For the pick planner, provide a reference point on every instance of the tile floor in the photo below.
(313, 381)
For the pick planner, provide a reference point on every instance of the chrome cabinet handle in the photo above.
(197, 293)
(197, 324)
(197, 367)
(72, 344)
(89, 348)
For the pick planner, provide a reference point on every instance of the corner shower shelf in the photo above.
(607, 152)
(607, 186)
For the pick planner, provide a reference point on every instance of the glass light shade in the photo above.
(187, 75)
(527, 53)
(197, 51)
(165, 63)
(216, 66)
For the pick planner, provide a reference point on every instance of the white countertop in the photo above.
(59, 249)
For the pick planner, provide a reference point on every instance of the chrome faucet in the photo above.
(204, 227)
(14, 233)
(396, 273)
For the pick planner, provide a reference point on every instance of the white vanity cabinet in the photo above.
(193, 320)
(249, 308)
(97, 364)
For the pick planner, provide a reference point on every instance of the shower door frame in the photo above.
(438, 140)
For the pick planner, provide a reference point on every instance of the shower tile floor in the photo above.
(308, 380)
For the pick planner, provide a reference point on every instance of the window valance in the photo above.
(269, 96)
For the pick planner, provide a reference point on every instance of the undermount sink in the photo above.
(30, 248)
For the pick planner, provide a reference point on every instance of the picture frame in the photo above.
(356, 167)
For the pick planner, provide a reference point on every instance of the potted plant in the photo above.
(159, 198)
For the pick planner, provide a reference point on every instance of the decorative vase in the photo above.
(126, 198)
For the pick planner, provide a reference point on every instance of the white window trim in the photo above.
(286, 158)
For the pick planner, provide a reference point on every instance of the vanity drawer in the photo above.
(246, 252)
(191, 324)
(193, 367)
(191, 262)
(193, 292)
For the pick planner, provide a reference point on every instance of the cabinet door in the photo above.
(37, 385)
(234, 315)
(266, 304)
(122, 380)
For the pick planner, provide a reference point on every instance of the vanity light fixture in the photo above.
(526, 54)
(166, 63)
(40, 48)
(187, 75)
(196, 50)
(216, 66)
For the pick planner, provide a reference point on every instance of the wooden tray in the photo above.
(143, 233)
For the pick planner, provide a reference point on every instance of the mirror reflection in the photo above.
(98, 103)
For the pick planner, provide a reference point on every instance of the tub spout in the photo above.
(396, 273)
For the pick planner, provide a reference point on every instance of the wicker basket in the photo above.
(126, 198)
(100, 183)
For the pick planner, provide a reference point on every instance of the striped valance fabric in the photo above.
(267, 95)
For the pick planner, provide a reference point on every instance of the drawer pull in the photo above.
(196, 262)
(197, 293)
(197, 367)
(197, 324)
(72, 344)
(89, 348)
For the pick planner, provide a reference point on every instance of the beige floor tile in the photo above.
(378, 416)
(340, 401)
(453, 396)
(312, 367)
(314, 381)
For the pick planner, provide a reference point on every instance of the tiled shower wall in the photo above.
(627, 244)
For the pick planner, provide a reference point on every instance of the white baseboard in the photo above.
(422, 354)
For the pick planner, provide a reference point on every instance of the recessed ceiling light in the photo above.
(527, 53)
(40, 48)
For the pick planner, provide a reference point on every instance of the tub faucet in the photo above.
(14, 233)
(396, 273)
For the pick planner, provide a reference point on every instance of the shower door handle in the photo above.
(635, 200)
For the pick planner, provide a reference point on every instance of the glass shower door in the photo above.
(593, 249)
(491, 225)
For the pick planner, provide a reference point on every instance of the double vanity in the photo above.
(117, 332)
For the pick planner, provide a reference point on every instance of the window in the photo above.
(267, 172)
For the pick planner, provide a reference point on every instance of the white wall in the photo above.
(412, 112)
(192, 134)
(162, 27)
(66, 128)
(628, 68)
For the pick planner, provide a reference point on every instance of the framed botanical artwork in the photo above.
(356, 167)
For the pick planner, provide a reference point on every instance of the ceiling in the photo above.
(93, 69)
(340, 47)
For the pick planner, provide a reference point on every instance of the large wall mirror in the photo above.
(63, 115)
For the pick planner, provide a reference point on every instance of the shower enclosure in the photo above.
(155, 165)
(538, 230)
==
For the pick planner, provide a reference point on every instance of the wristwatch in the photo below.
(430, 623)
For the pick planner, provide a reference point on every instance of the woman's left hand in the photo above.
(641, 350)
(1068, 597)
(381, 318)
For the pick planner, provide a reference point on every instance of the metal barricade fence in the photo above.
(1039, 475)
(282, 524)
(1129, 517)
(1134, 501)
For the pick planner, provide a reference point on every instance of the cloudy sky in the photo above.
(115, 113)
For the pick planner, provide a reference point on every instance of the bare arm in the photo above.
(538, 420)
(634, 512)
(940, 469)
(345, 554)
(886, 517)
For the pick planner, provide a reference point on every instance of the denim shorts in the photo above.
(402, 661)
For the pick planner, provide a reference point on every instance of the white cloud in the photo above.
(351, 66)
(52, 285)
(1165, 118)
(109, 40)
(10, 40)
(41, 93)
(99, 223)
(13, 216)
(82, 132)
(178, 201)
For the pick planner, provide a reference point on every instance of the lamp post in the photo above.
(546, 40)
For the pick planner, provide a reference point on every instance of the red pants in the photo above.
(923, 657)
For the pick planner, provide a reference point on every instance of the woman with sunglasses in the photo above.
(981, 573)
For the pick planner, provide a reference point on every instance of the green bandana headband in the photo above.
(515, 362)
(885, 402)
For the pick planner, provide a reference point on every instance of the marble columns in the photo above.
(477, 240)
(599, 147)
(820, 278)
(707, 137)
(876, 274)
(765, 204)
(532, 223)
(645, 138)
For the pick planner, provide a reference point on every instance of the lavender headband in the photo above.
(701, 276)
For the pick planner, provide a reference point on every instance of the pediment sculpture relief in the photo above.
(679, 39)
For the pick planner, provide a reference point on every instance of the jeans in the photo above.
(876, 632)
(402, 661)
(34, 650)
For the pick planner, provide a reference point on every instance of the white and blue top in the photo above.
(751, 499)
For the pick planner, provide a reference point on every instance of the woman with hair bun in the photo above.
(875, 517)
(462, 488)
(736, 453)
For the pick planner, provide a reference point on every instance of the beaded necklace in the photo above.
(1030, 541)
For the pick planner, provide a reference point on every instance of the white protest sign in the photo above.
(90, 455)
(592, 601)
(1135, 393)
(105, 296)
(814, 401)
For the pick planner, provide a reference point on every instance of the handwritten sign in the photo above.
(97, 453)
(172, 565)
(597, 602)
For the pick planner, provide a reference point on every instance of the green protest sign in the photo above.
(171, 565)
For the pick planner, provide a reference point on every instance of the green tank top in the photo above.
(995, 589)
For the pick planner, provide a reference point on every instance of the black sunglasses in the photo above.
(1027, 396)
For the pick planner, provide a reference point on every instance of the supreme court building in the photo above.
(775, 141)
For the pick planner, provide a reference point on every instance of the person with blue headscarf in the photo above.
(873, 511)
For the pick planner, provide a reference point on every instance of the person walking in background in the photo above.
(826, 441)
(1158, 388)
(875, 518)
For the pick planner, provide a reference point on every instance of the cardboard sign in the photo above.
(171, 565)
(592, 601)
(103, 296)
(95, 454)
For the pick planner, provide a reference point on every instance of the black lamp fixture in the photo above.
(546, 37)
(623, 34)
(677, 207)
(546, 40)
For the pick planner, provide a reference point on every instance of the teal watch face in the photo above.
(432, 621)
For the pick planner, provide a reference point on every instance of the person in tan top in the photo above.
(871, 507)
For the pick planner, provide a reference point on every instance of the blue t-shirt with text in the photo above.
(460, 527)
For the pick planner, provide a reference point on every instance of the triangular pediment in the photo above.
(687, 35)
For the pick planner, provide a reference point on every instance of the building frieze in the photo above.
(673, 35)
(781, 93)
==
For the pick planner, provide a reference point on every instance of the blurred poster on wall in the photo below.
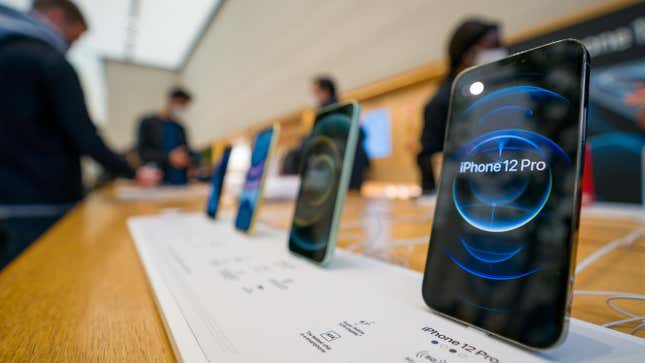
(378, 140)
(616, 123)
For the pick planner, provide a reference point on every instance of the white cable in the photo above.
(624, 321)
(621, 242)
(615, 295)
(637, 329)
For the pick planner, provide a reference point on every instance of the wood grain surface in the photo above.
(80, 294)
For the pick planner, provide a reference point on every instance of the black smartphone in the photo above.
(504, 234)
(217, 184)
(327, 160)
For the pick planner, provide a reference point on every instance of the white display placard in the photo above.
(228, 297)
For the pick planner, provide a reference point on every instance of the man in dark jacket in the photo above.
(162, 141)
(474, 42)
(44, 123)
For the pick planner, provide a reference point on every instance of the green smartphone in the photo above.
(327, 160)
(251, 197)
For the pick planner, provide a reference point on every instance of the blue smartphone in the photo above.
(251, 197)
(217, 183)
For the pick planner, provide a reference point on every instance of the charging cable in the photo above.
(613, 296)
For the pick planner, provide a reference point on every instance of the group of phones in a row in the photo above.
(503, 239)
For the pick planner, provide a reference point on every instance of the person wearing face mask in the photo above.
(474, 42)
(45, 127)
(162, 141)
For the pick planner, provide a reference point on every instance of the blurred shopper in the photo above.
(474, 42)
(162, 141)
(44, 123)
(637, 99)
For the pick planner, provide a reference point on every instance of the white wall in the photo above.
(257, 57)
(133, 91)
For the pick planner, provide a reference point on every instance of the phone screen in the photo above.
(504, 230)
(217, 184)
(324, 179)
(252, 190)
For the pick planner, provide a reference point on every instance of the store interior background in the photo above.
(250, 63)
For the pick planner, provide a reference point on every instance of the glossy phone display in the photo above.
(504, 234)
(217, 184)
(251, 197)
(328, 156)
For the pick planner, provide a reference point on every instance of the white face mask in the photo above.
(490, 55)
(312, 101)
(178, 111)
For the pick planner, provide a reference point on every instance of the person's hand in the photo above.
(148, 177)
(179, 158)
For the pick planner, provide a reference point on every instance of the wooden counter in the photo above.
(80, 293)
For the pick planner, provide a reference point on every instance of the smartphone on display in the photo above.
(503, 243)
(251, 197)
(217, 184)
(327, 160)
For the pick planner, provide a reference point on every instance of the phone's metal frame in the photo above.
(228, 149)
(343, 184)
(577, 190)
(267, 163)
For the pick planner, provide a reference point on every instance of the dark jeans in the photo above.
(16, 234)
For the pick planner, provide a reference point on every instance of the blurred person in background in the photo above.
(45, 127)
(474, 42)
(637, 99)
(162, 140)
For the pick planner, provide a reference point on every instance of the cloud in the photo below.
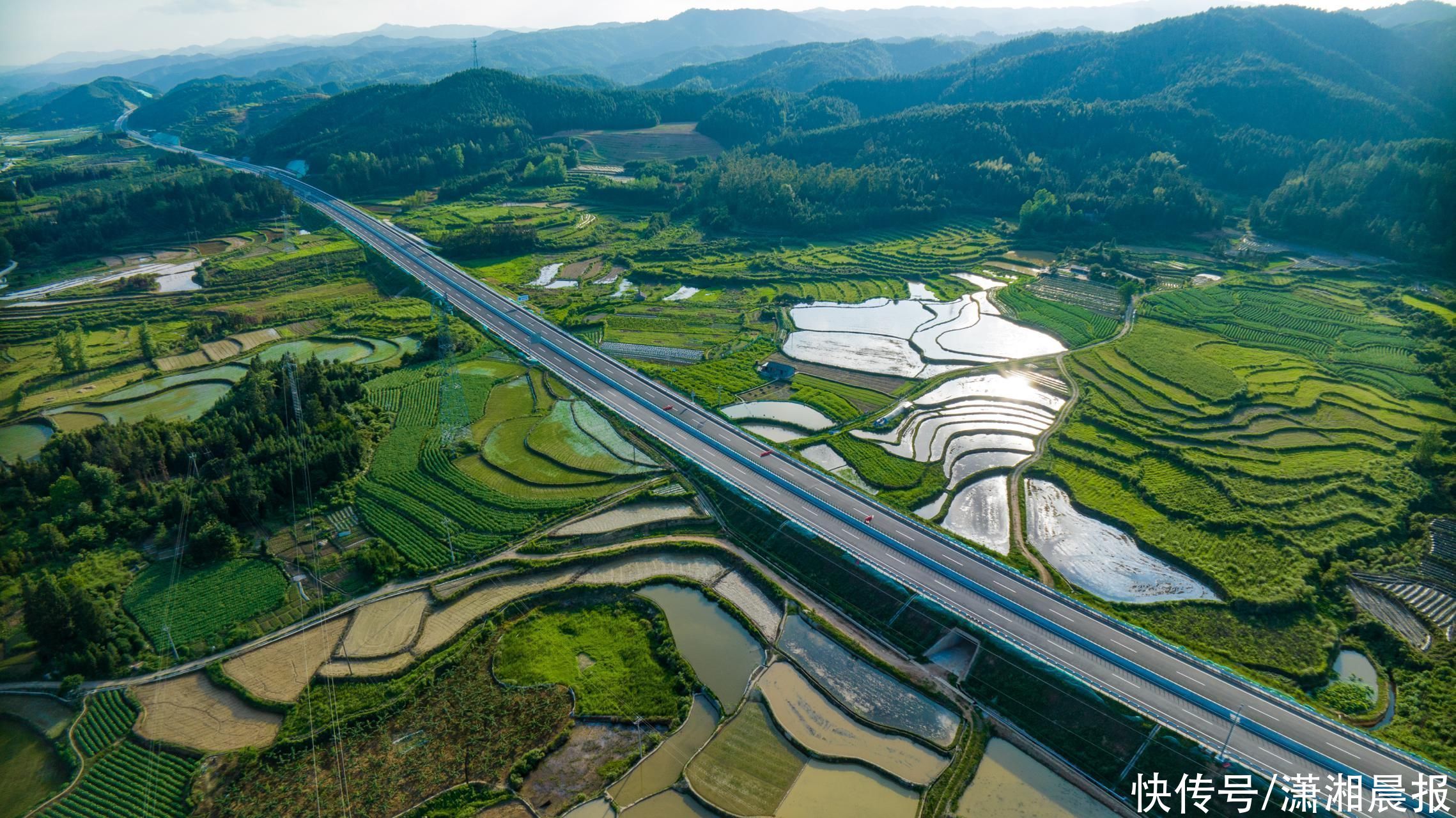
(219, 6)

Description of the task:
From the listing above, extract every line that contains the word "faucet" and copy each one in full.

Solution:
For the pick planner, provide a reference point on every instance of the chrome faucet in the photo above.
For the pick planner, provide a reference point on every instance of the tub faucet in the photo above.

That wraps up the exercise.